**TÂCHES À RÉALISER**
(a) Dans le texte sur les sous-sols américains, que sont devenues des villes entières ?
(b) Selon le texte sur les sous-sols américains, pourquoi y aurait-il au final une perte d'autonomie énergétique ? Répondez en une à trois phrases.
(c) Poursuivez le texte sur les sous-sols américains à partir de sa dernière phrase.

Les sous-sols américains ayant bougé depuis les débuts des prospections et de l’exploitation, les instabilités ont provoqué des tremblements de terre, des effondrements de terrains, des fuites de gaz, des remontées de métaux lourds et de radioactivité à des taux supérieurs à la moyenne en surface, des incendies sous- terrains non éteints depuis des dizaines d’années. Des villes entières sont devenues des villages-fantômes devenus inhabitables. Les décantations liquides et les émanations gazeuses participent en plus de l’effet toxique irréversible sur le vivant, au réchauffement de la température globale de la planète.

Un véritable mensonge énergétique
Au plan des usages énergétiques, le paradoxe, voir l’inversion de rendement se traduirait par un balai incessant de camions innombrables nécessaires au ravitaillement des puits en eau et produits chimiques. Les importations en eau et en nourriture en provenance des zones de l’Europe épargnées deviendraient une règle indispensable. Et donc au final une perte d’autonomie énergétique causée par ce trafic colossal.

(Entrées d'annotation de points sur images)
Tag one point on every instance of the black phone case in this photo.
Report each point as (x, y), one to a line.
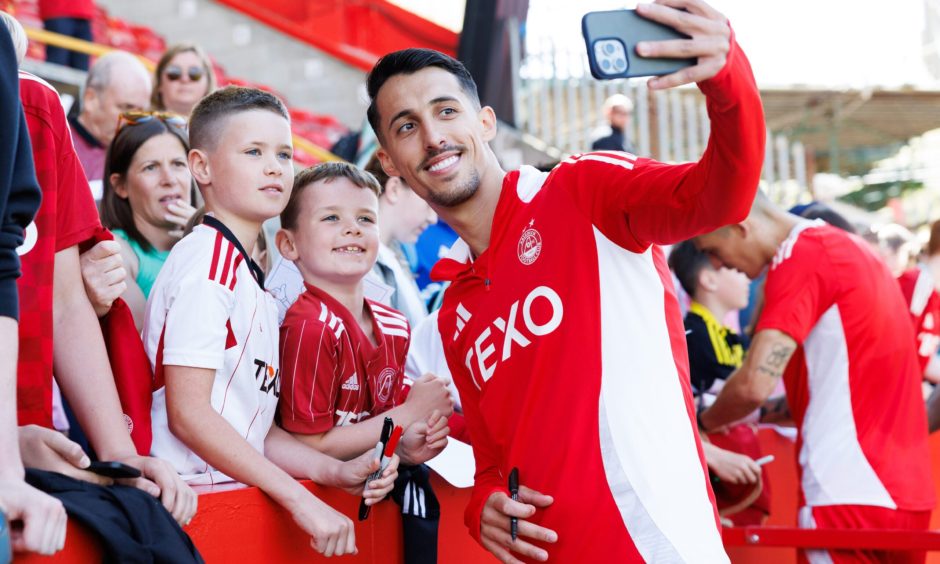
(630, 28)
(113, 469)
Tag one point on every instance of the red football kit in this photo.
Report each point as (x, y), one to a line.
(923, 303)
(853, 385)
(567, 345)
(332, 374)
(66, 217)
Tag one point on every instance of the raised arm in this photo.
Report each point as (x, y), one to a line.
(750, 386)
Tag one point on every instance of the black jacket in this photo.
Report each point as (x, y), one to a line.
(19, 190)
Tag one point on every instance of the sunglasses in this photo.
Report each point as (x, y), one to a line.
(175, 72)
(137, 118)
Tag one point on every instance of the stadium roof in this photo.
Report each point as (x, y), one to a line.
(863, 124)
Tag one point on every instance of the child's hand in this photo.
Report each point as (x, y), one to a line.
(422, 441)
(355, 472)
(331, 532)
(427, 394)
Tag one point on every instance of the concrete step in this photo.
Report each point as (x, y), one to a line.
(248, 49)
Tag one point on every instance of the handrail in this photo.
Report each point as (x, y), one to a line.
(855, 539)
(97, 50)
(80, 45)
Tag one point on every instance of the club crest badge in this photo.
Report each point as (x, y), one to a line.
(530, 245)
(385, 380)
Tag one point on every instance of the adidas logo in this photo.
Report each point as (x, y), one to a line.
(352, 383)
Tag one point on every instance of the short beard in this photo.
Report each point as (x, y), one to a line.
(459, 195)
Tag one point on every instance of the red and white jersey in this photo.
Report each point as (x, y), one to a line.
(66, 217)
(207, 310)
(567, 345)
(923, 303)
(333, 374)
(853, 385)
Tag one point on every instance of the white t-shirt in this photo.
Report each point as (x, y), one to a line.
(207, 310)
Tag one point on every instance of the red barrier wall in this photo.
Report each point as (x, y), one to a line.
(243, 525)
(355, 31)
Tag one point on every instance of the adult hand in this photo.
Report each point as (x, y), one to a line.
(331, 532)
(159, 479)
(42, 516)
(427, 394)
(354, 473)
(179, 213)
(424, 440)
(710, 39)
(50, 450)
(494, 526)
(732, 467)
(104, 275)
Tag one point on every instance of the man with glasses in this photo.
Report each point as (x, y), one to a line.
(117, 82)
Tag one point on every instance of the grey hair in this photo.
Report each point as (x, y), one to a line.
(17, 35)
(99, 75)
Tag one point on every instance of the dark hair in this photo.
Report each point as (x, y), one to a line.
(410, 61)
(687, 262)
(374, 167)
(156, 99)
(325, 171)
(214, 108)
(116, 211)
(827, 214)
(933, 245)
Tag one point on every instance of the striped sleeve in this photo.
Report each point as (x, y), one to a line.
(200, 301)
(311, 368)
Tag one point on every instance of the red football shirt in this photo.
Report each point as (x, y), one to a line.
(331, 372)
(66, 217)
(853, 385)
(83, 9)
(567, 346)
(923, 303)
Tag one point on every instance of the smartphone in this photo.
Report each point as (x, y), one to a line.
(611, 38)
(113, 469)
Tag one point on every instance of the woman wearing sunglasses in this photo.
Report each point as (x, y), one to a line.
(183, 77)
(148, 197)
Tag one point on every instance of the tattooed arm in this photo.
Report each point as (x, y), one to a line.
(750, 386)
(776, 410)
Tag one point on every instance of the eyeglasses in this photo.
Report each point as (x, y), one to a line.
(136, 118)
(175, 72)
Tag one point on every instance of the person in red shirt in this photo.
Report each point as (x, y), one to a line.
(561, 326)
(919, 286)
(830, 328)
(53, 301)
(72, 18)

**RÉSULTATS**
(a) Des villages-fantômes devenus inhabitables.

(b) Il faudrait un balai incessant de camions innombrables pour ravitailler les puits en eau et en produits chimiques, et les importations d'eau et de nourriture depuis les zones épargnées de l'Europe deviendraient indispensables. C'est ce trafic colossal qui causerait la perte d'autonomie énergétique.

(c)
La fausse solution des hydrocarbures de schiste sert surtout à prolonger le marché juteux des énergies fossiles et à repousser la prise de conscience que l’aire des énergies fossiles touche à sa fin. Envisager d’autres ressources énergétiques par anticipation ne permettrait pas aux sociétés dominantes (Total, Elf…) de s’assurer de la prise en main de ce futur secteur de « l’industrie écologique ».
Les sociétés d’exploration profitent d’un contexte de crise énergétique et économique. Elles espèrent le « carburant sans plomb à deux euros le litre » afin de pouvoir vendre en série leurs mallettes d’escroqueries intellectuelles et créer une spéculation sur la prétendue manne énergétique future, quitte à ce que cela s’avère un fiasco, qui leur aura permis entre temps d’engranger des milliards de bénéfices. Or la crise énergétique a été provoquée par la non-anticipation de l’inéluctable reconversion énergétique et de l’indispensable modération de la consommation.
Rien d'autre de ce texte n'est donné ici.